# Testo della pagina:
L’affermazione ha destato quanti si erano assopiti alle litanie del campo largo. Il più lesto di tutti, il solito Matteo Renzi, ha impiegato pochi minuti per realizzare che quella porta socchiusa andava attraversata, e in tutta fretta, se voleva evitare di rimanere ingolfato nella ressa di chi vuole entrare. Gli altri, da Calenda a Conte a Fratoianni e Bonelli, preferiscono traccheggiare. Scrutare da lontano (Conte) o porre condizioni, invalicabili a Roma e aggirabili a Genova o a Perugia (Calenda). Si prenda Conte: mai con Renzi, impossibile per i Cinquestelle trovarsi in alleanza con lui. Certo, Conte ha la memoria di un elefante e allearsi con colui che lo disarcionò da palazzo Chigi con una manovra parlamentare da manuale non è affare di poco conto per chi vive da allora coltivando lo spirito di vendetta e con l’animo in lutto. Ma dopo l’assemblea costituente di metà ottobre, quando sarà incoronato padrone assoluto del M5s, Conte darà la stessa risposta a Schlein? Oppure, fiutata l’aria e senza più avversari interni, preparerà una curva molto ampia per andare dove oggi è costretto a negare di voler andar?

# Dati registrati:
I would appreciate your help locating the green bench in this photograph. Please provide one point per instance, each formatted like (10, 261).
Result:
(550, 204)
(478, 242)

# Esercizio:
Per favore, prosegui il testo sul campo largo riportato sopra, ripartendo subito dopo la sua ultima frase.

# Risultato:
Schlein ha imparato molto bene a conoscere l’andirivieni tattico dei suoi potenziali alleati. Sa, per esempio, che in politica estera dovrebbe tirar fuori decine di conigli dal cilindro per avvicinare posizioni inavvicinabili, come quella putiniana di Conte e quelle atlantiste ed europeiste di Renzi e Calenda. Potrebbe essere agevolata in questo compito dalla linea via via opacizzata del governo italiano. Si prenda la questione sull’uso delle armi italiane sul territorio russo. Gli alleati europei, con qualche incertezza della Spagna, hanno tutti dato semaforo verde. L’Italia, con il ministro Tajani, ha detto no, non potete usare le nostre armi sul territorio russo. Zelenski, per Tajani, deve aspettare di vedere un missile russo sulla propria testa prima di poterlo abbattere, se fa in tempo. Il governo nel suo insieme tentenna, per non lasciare troppo spazio elettorale a Salvini, autentico portavoce del putinismo. Nessuno crede che sia stato un caso se proprio su questo punto ha preso la parola Paolo Gentiloni per esortare il governo Meloni ad allinearsi ai partner europei. Lo ha detto rivolto a Meloni perché anche Elly intenda.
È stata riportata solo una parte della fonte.